● Work required
Rewrite the material below as a Markdown table with two columns, Row and Line. Give each line its own numbered row and leave out the blank lines.
___ Recorded data ___
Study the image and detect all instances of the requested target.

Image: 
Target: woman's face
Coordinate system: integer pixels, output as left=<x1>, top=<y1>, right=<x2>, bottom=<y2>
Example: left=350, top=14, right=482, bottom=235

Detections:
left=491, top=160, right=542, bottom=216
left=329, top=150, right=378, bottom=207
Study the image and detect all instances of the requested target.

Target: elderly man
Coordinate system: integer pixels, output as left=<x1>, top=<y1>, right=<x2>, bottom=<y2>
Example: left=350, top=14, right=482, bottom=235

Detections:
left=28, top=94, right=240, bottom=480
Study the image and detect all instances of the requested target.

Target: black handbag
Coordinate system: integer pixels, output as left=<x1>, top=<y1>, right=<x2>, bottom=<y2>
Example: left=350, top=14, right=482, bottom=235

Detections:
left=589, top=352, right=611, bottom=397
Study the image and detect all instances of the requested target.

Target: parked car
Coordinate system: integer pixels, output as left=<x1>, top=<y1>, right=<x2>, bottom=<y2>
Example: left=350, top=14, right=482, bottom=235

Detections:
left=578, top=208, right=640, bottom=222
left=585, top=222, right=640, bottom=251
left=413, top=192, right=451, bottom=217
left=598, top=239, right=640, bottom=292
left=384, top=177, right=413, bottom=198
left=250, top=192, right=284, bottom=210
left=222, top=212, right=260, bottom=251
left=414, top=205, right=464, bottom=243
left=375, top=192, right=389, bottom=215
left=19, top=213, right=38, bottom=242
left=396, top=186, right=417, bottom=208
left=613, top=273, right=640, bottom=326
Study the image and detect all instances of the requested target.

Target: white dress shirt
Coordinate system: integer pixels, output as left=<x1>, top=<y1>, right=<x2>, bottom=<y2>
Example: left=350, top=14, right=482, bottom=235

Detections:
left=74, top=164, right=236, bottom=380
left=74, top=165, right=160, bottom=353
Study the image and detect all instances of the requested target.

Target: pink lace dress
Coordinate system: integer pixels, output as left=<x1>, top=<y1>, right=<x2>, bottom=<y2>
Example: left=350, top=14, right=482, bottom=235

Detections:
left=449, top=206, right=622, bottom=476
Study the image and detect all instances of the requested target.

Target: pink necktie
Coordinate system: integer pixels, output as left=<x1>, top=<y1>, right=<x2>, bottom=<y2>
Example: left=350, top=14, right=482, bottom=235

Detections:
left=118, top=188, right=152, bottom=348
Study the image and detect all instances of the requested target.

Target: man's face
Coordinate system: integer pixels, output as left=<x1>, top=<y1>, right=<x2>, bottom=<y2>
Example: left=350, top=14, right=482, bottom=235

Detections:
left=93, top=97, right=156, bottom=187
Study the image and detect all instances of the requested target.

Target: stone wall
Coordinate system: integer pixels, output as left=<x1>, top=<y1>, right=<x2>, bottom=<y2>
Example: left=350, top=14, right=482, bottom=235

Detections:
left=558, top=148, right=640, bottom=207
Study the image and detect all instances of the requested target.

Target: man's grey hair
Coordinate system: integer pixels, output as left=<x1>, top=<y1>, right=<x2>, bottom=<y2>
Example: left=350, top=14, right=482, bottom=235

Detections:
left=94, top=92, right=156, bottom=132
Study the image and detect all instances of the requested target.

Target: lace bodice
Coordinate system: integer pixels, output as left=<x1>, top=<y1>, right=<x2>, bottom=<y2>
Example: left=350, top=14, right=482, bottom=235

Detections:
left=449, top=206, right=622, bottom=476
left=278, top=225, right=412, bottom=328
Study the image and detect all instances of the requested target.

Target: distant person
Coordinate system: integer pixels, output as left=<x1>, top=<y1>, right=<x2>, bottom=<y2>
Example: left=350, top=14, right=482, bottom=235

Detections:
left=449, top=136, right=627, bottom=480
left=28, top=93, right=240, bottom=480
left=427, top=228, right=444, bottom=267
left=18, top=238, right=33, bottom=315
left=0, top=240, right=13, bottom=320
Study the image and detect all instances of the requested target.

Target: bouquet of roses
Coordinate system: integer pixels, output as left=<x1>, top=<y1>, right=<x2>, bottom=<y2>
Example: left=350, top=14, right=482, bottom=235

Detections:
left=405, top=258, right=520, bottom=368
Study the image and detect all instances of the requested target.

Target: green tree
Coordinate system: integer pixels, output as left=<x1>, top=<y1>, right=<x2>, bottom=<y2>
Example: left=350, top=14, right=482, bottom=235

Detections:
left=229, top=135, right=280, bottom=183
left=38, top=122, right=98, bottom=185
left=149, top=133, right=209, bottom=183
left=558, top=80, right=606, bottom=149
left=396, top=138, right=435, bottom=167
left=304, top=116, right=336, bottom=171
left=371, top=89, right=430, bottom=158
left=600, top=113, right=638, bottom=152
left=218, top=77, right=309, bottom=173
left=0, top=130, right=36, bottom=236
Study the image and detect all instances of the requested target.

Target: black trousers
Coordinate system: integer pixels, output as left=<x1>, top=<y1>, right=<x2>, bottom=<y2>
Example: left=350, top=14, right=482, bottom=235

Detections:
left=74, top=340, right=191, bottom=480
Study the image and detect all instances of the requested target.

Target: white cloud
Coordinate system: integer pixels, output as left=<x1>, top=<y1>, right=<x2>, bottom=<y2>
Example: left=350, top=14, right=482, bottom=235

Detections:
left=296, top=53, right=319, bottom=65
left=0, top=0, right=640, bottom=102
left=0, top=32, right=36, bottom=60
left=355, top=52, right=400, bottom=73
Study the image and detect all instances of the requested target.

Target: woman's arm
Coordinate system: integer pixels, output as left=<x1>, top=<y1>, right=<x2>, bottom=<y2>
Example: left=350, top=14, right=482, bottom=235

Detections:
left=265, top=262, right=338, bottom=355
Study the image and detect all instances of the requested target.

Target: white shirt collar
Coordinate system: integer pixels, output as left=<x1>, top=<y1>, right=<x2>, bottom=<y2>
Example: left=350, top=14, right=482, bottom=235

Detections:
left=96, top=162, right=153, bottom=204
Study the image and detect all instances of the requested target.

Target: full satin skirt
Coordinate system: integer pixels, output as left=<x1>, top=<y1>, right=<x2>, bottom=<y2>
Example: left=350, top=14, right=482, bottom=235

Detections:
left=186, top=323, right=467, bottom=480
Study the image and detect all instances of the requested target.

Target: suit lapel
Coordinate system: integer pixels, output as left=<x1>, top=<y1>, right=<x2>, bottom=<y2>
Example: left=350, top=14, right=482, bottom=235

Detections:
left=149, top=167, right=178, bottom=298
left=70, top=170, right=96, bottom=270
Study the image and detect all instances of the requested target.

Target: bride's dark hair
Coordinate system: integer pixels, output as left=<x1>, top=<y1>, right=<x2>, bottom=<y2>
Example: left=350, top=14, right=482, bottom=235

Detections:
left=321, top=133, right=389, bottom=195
___
● Written solution
| Row | Line |
|---|---|
| 1 | Study the image and detect all instances of the requested target. |
| 2 | Image:  |
| 3 | Target: woman's face |
| 4 | Coordinate system: integer pixels, output as left=<x1>, top=<y1>, right=<x2>, bottom=<y2> |
| 5 | Example: left=350, top=14, right=482, bottom=235 |
| 6 | Detections: |
| 7 | left=491, top=160, right=542, bottom=216 |
| 8 | left=329, top=150, right=378, bottom=207 |
| 9 | Study the image and detect all instances of the requested target. |
| 10 | Target: elderly man |
| 11 | Coordinate system: integer pixels, output as left=<x1>, top=<y1>, right=<x2>, bottom=<y2> |
| 12 | Example: left=350, top=14, right=482, bottom=235 |
| 13 | Detections: |
| 14 | left=28, top=94, right=240, bottom=480 |
| 15 | Study the image and detect all instances of the requested target. |
| 16 | Target: black handbag |
| 17 | Coordinate system: integer pixels, output as left=<x1>, top=<y1>, right=<x2>, bottom=<y2> |
| 18 | Example: left=350, top=14, right=482, bottom=235 |
| 19 | Detections: |
| 20 | left=589, top=352, right=611, bottom=397 |
| 21 | Study the image and detect all instances of the requested target. |
| 22 | Target: parked car |
| 23 | Coordinate system: integer pixels, output as left=<x1>, top=<y1>, right=<x2>, bottom=<y2> |
| 24 | Example: left=350, top=14, right=482, bottom=235 |
| 25 | Detections: |
| 26 | left=578, top=208, right=640, bottom=222 |
| 27 | left=585, top=222, right=640, bottom=251 |
| 28 | left=413, top=192, right=451, bottom=217 |
| 29 | left=598, top=239, right=640, bottom=292 |
| 30 | left=384, top=177, right=413, bottom=198 |
| 31 | left=250, top=192, right=284, bottom=210 |
| 32 | left=222, top=212, right=260, bottom=251 |
| 33 | left=414, top=205, right=464, bottom=243 |
| 34 | left=375, top=192, right=389, bottom=215 |
| 35 | left=19, top=213, right=38, bottom=242 |
| 36 | left=396, top=186, right=417, bottom=208 |
| 37 | left=613, top=273, right=640, bottom=326 |
| 38 | Study the image and detect all instances of the requested target. |
| 39 | Target: white dress shirt |
| 40 | Coordinate system: integer pixels, output as left=<x1>, top=<y1>, right=<x2>, bottom=<y2> |
| 41 | Example: left=350, top=14, right=482, bottom=235 |
| 42 | Detections: |
| 43 | left=74, top=164, right=236, bottom=380 |
| 44 | left=74, top=165, right=160, bottom=353 |
| 45 | Study the image and detect all instances of the requested target. |
| 46 | Target: pink lace dress |
| 47 | Coordinate system: integer pixels, output as left=<x1>, top=<y1>, right=<x2>, bottom=<y2> |
| 48 | Example: left=350, top=14, right=482, bottom=235 |
| 49 | Detections: |
| 50 | left=449, top=206, right=622, bottom=476 |
| 51 | Study the image and detect all instances of the requested target. |
| 52 | Target: pink necktie |
| 53 | Coordinate system: integer pixels, output as left=<x1>, top=<y1>, right=<x2>, bottom=<y2> |
| 54 | Example: left=350, top=14, right=482, bottom=235 |
| 55 | Detections: |
| 56 | left=118, top=188, right=152, bottom=348 |
| 57 | Study the image and detect all instances of the requested target. |
| 58 | Target: man's face |
| 59 | Coordinate system: integer pixels, output as left=<x1>, top=<y1>, right=<x2>, bottom=<y2> |
| 60 | Example: left=350, top=14, right=482, bottom=235 |
| 61 | Detections: |
| 62 | left=93, top=97, right=156, bottom=187 |
| 63 | Study the image and detect all instances of the requested target. |
| 64 | Target: stone wall |
| 65 | Coordinate system: integer pixels, output as left=<x1>, top=<y1>, right=<x2>, bottom=<y2> |
| 66 | Example: left=350, top=14, right=482, bottom=235 |
| 67 | Detections: |
| 68 | left=558, top=148, right=640, bottom=207 |
| 69 | Study the image and detect all instances of the requested target. |
| 70 | Target: man's grey hair |
| 71 | Coordinate system: integer pixels, output as left=<x1>, top=<y1>, right=<x2>, bottom=<y2> |
| 72 | Example: left=350, top=14, right=482, bottom=235 |
| 73 | Detections: |
| 74 | left=94, top=92, right=156, bottom=132 |
| 75 | Study the image and detect all instances of the requested target. |
| 76 | Target: lace bodice |
| 77 | Coordinate system: integer pixels, output as left=<x1>, top=<y1>, right=<x2>, bottom=<y2> |
| 78 | Example: left=350, top=14, right=482, bottom=235 |
| 79 | Detections: |
| 80 | left=449, top=206, right=622, bottom=476 |
| 81 | left=278, top=225, right=412, bottom=328 |
| 82 | Study the image and detect all instances of the requested target. |
| 83 | Target: distant person |
| 84 | Coordinate system: integer pixels, output as left=<x1>, top=<y1>, right=<x2>, bottom=<y2> |
| 85 | Example: left=350, top=14, right=482, bottom=235 |
| 86 | Detections: |
| 87 | left=449, top=136, right=627, bottom=480 |
| 88 | left=28, top=93, right=240, bottom=480 |
| 89 | left=427, top=228, right=444, bottom=267 |
| 90 | left=18, top=238, right=33, bottom=315 |
| 91 | left=0, top=240, right=13, bottom=320 |
| 92 | Study the image and detect all instances of the requested target. |
| 93 | Target: bouquet of roses |
| 94 | Coordinate system: integer pixels, output as left=<x1>, top=<y1>, right=<x2>, bottom=<y2> |
| 95 | Example: left=350, top=14, right=482, bottom=235 |
| 96 | Detections: |
| 97 | left=405, top=258, right=520, bottom=368 |
| 98 | Study the image and detect all instances of the requested target. |
| 99 | Target: green tree |
| 100 | Coordinate system: integer pixels, output as left=<x1>, top=<y1>, right=<x2>, bottom=<y2> |
| 101 | Example: left=350, top=14, right=482, bottom=235 |
| 102 | Detections: |
| 103 | left=229, top=135, right=280, bottom=183 |
| 104 | left=38, top=122, right=98, bottom=185 |
| 105 | left=149, top=133, right=209, bottom=183 |
| 106 | left=558, top=80, right=606, bottom=149 |
| 107 | left=396, top=138, right=435, bottom=167 |
| 108 | left=304, top=116, right=336, bottom=171 |
| 109 | left=371, top=89, right=430, bottom=158 |
| 110 | left=600, top=113, right=638, bottom=152 |
| 111 | left=218, top=77, right=309, bottom=173 |
| 112 | left=0, top=130, right=36, bottom=236 |
| 113 | Study the image and detect all instances of the requested target. |
| 114 | Target: black trousers |
| 115 | Coordinate system: integer pixels, output as left=<x1>, top=<y1>, right=<x2>, bottom=<y2> |
| 116 | Example: left=350, top=14, right=482, bottom=235 |
| 117 | Detections: |
| 118 | left=74, top=340, right=191, bottom=480 |
| 119 | Study the image and detect all instances of the requested target. |
| 120 | Target: white cloud |
| 121 | Coordinate system: integer pixels, output as left=<x1>, top=<y1>, right=<x2>, bottom=<y2> |
| 122 | Example: left=350, top=14, right=482, bottom=235 |
| 123 | Detections: |
| 124 | left=296, top=53, right=319, bottom=65 |
| 125 | left=0, top=0, right=640, bottom=102 |
| 126 | left=0, top=32, right=36, bottom=60 |
| 127 | left=355, top=52, right=400, bottom=73 |
| 128 | Study the image and detect all instances of the requested target. |
| 129 | Target: woman's arm |
| 130 | Coordinate system: integer pixels, output as left=<x1>, top=<y1>, right=<x2>, bottom=<y2> |
| 131 | Example: left=350, top=14, right=482, bottom=235 |
| 132 | Detections: |
| 133 | left=265, top=262, right=338, bottom=355 |
| 134 | Study the image and detect all instances of the requested target. |
| 135 | Target: white shirt collar |
| 136 | Coordinate system: integer pixels, output as left=<x1>, top=<y1>, right=<x2>, bottom=<y2> |
| 137 | Example: left=350, top=14, right=482, bottom=235 |
| 138 | Detections: |
| 139 | left=96, top=162, right=153, bottom=204 |
| 140 | Study the image and detect all instances of the requested target. |
| 141 | Target: full satin skirt |
| 142 | Coordinate system: integer pixels, output as left=<x1>, top=<y1>, right=<x2>, bottom=<y2> |
| 143 | Example: left=350, top=14, right=482, bottom=235 |
| 144 | Detections: |
| 145 | left=186, top=323, right=467, bottom=480 |
| 146 | Study the image and detect all instances of the requested target. |
| 147 | Target: suit lapel |
| 148 | Coordinate system: integer pixels, output as left=<x1>, top=<y1>, right=<x2>, bottom=<y2> |
| 149 | Example: left=350, top=14, right=482, bottom=235 |
| 150 | Detections: |
| 151 | left=149, top=167, right=178, bottom=298 |
| 152 | left=70, top=170, right=96, bottom=270 |
| 153 | Study the image and detect all instances of the requested target. |
| 154 | Target: bride's dark hair |
| 155 | Coordinate system: integer pixels, output as left=<x1>, top=<y1>, right=<x2>, bottom=<y2> |
| 156 | Example: left=350, top=14, right=482, bottom=235 |
| 157 | Detections: |
| 158 | left=321, top=133, right=389, bottom=195 |